• EXCERPT TO READ

= = =

DOWNTOWN — DNA from a male mountain lion killed by Santa Monica police last month confirms that the animal was genetically linked to the local population and was not an exotic pet, officials with the National Park Service announced Thursday.

More importantly, the DNA results from the Robert Wayne Lab at UCLA show that the cougar possessed genetic material from cougars living north of the 101 Freeway, yet he was found in Downtown Santa Monica, a “rare bright spot for a group of animals that is suffering from an extreme lack of genetic diversity,” officials said.

Out of concern for public safety, Santa Monica police shot the animal on the morning of May 22 after an attempt to sedate it failed. The 3-year-old, 95-pound cougar wandered into the courtyard of an office building on Second Street, just a block from the popular Third Street Promenade.

A necropsy found that the animal died as a result of a gunshot wound.

Seth Riley, an expert on urban wildlife with the Santa Monica Mountains National Recreation Area, said the cougar was valuable because it may have mated with other lions in the Santa Monica Mountains south of the 101 Freeway and therefore “contributed unique genetic diversity to the genetically homogenous population” in the area.

“The biggest threat to mountain lions in this region is the loss and fragmentation of their habitat because of past and current urbanization,” Riley said. “Over the long term, isolation of a small population of large carnivores such as mountain lions can result in inbreeding, reduced genetic diversity and even significant genetic defects.”

Lions from the Santa Monica Mountains are hemmed in by the 101 and 405 freeways, making the lack of genetic diversity a serious threat to their long-term survival.

Biologists speculate the Santa Monica lion may be the son of Puma 12, known as P-12. P-12 is the only mountain lion documented to successfully cross the 101 Freeway, thereby contributing new genetic material to the isolated population in the Santa Monica Mountains.

Biologists are currently tracking five mountain lions as part of a decade-long study to better understand how the animals survive in such an urbanized landscape. The study has already documented cases of “first order” inbreeding in which a father lion mated with his offspring.

National Park Serve biologists, along with other community groups, will participate in a meeting with the Santa Monica Police Department in late June to help develop a strategy for dealing with wild animals if they wander into the city.

The DNA results do not shed light on why the lion ventured so far into Santa Monica. However, that behavior is typical of the “dispersal” stage during which young adult male lions branch out looking for new territory because of threats from larger male lions or in search of a mate.

Large carnivores like mountain lions need substantial space —anywhere from 50 to 150 square miles.

Based on information gathered from GPS collars, at least two other male mountain lions have cross from the Santa Monica Mountains south of Sunset Boulevard, officials said.

= = =

Saved entries
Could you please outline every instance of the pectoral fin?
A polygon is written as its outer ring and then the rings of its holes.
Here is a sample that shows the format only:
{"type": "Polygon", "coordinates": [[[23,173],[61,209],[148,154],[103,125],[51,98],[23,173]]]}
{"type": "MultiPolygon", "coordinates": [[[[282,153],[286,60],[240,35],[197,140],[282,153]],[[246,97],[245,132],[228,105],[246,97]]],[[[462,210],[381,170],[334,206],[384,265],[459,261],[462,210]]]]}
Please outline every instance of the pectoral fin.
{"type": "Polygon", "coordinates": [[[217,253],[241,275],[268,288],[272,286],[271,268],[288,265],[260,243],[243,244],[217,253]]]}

= = =

• EXERCISES TO COMPLETE
1. In the mountain lion article, swap "cougar" for "mountain lion" in the passage starting with "Out of concern" and going on through "in the area.".
2. According to the mountain lion article, which lab produced the DNA results?
3. Do these statements agree with the mountain lion article? Answer yes or no for each, quoting the deciding words. (a) The cougar shot by police was 3 years old and weighed 95 pounds. (b) The DNA results explain why the lion went so far into Santa Monica. (c) Biologists are tracking five mountain lions in their study.

• EXERCISE RESPONSES
1.
Out of concern for public safety, Santa Monica police shot the animal on the morning of May 22 after an attempt to sedate it failed. The 3-year-old, 95-pound mountain lion wandered into the courtyard of an office building on Second Street, just a block from the popular Third Street Promenade.

A necropsy found that the animal died as a result of a gunshot wound.

Seth Riley, an expert on urban wildlife with the Santa Monica Mountains National Recreation Area, said the mountain lion was valuable because it may have mated with other lions in the Santa Monica Mountains south of the 101 Freeway and therefore “contributed unique genetic diversity to the genetically homogenous population” in the area.

2. The Robert Wayne Lab at UCLA.

3.
(a) Yes: "The 3-year-old, 95-pound cougar"
(b) No: "The DNA results do not shed light on why the lion ventured so far into Santa Monica."
(c) Yes: "Biologists are currently tracking five mountain lions"